DOCUMENT PASSAGE:
--- Begin ---

Fire Relief for a Centrifugal Pump

(OP)
I have a centrifugal pump. It cannot overpressurise the discharge in a dead head (no flow) scenario. Do I need to provide a PSV for fire relief?

Thanks.

RE: Fire Relief for a Centrifugal Pump

There is no regulation or Code that mandates a fire scenario relief for a pump to my knowledge.

Good luck,
Latexman

Technically, the glass is always full - 1/2 air and 1/2 water.

RE: Fire Relief for a Centrifugal Pump

Latexman is correct. There are no code requirements.
If suction side of the pump remains with an open path during fire, hydraulic expansion will have no consequences.

You may consider installing a TSV on pump suction or discharge piping if there is a significant volume of trapped liquid between two isolation points (suction/discharge) and the system qualifies for hydraulic expansion due to absorption of heat.

Dejan IVANOVIC
Process Engineer, MSChE

RE: Fire Relief for a Centrifugal Pump

Pumps are usually treated as piping components and piping is not typically protected against fire. That's not to say you can't though I can't say I've ever seen a fire case PSV on a pump.

RE: Fire Relief for a Centrifugal Pump

I can say I've never done or seen a fire case for a pump.

Good luck,
Latexman

Technically, the glass is always full - 1/2 air and 1/2 water.

RE: Fire Relief for a Centrifugal Pump

I agree the answer is no you don't

Remember - More details = better answers
Also: If you get a response it's polite to respond to it.

RE: Fire Relief for a Centrifugal Pump

I agree that there is no code that dictates piping be protected against fire. But on my experience, to be conservative on relief load, pipings are accounted to the PSV on the upstream drum of the pump.

RE: Fire Relief for a Centrifugal Pump

choack,

What does that mean? Can you explain further with more detail?

Good luck,
Latexman

Technically, the glass is always full - 1/2 air and 1/2 water.

RE: Fire Relief for a Centrifugal Pump

Pump casings are not constructed to PV codes, so that may explain why PSVs' are typically not installed on pumps. Pump casings are made with much thicker walls. However, if a pump is blocked in during a fire, dont know at what pressure the shaft seals will blow out - if this pump is in some high HSE risk application, may be worth asking - a pump or seal specialist may comment?

--- End ---

SUPPLIED DATA:
--- Begin ---

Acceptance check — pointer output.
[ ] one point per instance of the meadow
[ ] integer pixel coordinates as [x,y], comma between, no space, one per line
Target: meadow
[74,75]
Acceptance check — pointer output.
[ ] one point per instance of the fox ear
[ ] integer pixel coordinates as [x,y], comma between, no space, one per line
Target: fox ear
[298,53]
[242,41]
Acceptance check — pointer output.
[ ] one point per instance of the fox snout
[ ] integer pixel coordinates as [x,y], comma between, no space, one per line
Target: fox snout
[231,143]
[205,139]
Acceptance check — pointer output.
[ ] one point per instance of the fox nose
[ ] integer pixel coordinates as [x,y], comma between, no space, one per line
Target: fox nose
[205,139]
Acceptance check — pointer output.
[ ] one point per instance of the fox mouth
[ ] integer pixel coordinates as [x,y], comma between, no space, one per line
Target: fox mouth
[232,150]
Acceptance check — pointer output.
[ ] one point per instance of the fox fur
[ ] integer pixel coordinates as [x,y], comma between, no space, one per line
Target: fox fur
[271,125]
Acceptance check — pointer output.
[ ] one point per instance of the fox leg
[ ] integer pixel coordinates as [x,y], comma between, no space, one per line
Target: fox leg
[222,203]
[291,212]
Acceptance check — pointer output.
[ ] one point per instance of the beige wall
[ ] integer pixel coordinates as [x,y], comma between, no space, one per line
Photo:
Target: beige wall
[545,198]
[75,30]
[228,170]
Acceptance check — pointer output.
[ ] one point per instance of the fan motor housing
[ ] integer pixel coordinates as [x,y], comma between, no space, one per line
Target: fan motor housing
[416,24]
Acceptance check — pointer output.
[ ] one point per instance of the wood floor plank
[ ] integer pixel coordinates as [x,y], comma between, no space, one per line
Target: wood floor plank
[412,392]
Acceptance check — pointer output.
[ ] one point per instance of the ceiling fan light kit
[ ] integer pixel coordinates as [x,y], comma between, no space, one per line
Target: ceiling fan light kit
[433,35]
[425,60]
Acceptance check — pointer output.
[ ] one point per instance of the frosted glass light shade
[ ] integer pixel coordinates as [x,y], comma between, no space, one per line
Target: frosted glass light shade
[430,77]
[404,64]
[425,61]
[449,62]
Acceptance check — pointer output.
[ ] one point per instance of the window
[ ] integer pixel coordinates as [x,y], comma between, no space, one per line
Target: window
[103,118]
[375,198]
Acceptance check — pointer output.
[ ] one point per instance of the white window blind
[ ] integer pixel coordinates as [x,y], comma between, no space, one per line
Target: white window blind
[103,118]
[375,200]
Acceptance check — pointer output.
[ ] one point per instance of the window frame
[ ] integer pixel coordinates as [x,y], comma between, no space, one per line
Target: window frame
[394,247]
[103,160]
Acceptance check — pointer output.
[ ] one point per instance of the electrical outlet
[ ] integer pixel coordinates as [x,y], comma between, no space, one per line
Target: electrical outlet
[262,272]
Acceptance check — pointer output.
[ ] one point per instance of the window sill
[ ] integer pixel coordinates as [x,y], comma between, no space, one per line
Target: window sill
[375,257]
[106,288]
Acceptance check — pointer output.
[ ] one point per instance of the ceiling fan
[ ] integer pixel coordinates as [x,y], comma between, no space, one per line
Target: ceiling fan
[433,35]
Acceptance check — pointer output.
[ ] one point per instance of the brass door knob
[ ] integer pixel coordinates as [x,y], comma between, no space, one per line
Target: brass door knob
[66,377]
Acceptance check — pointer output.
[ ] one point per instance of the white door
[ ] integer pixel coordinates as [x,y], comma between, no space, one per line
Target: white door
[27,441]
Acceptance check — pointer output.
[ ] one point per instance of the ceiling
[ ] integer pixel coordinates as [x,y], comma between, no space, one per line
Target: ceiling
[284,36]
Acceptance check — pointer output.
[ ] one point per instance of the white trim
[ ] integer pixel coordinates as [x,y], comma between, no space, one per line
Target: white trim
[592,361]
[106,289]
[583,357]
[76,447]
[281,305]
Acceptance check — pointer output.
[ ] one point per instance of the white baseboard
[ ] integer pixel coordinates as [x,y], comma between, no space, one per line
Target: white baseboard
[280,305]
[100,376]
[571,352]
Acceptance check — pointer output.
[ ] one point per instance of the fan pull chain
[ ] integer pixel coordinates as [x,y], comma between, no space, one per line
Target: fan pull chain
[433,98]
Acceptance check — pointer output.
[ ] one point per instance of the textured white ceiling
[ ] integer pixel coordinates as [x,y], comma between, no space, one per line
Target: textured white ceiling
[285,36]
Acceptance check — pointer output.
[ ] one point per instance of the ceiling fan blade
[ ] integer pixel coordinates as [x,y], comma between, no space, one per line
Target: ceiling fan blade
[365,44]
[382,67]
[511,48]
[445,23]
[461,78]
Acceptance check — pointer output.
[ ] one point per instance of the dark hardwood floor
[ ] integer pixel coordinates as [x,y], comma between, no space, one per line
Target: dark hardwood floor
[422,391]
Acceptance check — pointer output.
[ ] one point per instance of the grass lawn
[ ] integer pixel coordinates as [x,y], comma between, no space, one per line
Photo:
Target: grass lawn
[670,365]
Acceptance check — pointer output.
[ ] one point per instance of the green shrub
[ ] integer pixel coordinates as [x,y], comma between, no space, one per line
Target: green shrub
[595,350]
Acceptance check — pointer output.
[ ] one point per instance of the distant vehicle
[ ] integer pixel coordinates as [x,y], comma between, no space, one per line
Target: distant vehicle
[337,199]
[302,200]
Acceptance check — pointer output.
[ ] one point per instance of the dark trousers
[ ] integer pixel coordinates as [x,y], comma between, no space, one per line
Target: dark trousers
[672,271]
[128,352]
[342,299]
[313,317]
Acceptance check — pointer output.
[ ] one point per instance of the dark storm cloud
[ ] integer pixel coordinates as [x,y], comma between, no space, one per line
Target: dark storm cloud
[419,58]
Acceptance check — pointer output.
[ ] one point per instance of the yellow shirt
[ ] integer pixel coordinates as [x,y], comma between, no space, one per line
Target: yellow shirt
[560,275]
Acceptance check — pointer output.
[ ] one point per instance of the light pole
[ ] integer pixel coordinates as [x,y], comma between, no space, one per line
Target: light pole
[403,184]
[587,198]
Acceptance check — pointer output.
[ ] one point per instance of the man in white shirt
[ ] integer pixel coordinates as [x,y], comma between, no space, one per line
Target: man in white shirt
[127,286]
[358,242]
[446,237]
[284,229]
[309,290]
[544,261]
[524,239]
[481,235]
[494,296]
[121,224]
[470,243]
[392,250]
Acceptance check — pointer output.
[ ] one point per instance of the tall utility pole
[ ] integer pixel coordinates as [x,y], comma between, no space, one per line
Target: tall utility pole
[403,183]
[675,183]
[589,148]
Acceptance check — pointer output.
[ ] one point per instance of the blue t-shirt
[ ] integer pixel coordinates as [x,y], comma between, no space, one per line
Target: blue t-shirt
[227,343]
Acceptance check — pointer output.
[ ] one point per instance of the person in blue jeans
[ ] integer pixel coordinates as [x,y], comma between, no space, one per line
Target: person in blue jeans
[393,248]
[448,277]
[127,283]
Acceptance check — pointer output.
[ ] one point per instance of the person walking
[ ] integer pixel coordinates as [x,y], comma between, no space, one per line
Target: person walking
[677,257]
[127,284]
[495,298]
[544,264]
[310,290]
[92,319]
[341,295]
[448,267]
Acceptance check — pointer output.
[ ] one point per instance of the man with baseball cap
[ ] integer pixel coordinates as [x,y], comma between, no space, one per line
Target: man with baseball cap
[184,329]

--- End ---

SHORT PROBLEM 1:
Rewrite the paragraph beginning "Pump casings are not constructed to PV codes" from the thread on fire relief for a centrifugal pump as a short bulleted list that keeps its main facts.
SHORT PROBLEM 2:
Answer these questions using the thread on fire relief for a centrifugal pump:
(a) According to the post signed by Dejan IVANOVIC, under what condition will hydraulic expansion have no consequences?
(b) How are pumps usually treated, according to the post that says piping is not typically protected against fire?
(c) In the experience described in the post beginning "I agree that there is no code," to which PSV are pipings accounted?
SHORT PROBLEM 3:
Continue the forum thread on fire relief for a centrifugal pump from where it stops.

FINAL RESULT 1:
- Pump casings are not built to PV codes, which may explain why PSVs are typically not installed on pumps.
- Pump casings have much thicker walls.
- If a pump is blocked in during a fire, it is unknown at what pressure the shaft seals will blow out.
- For a pump in a high HSE risk application, it may be worth asking a pump or seal specialist.

FINAL RESULT 2:
(a) When the suction side of the pump remains with an open path during the fire.
(b) As piping components.
(c) The PSV on the upstream drum of the pump.

FINAL RESULT 3:
RE: Fire Relief for a Centrifugal Pump

As mentioned earlier, the problem with pump catching fire occurs only if liquid is trapped between the suction and the discharge isolation points. In all other cases, there is an open path that will allow for hydraulic expansion of the fluid and hence there are no further concerns.

The only scenarios in which a pump can catch fire while being isolated on suction and discharge side, are:

1) Sitting in a flammable liquid pool created by leakage from a nearby source (another pump or tank/vessel);
2) Impinged by jet flame from a nearby vessel or piping.

If these two prerequisites exist (isolated pump and source of fire), one may argue if fire relief is required. If one of the two factors is not present, there is absolutely no need to consider fire case relief. Being conservative, you can calculate heat flux for the isolated system and see whether a common TSV will provide the required relief rate. If it doesn't do so, you may go for a higher size orifice.

Based on the description in the OP query, we cannot conclude if any of these criteria are met for this particular pump. You can review the fire scenarios and isolation philosophy in your plant and see if the pump qualifies for further fire safety assessment.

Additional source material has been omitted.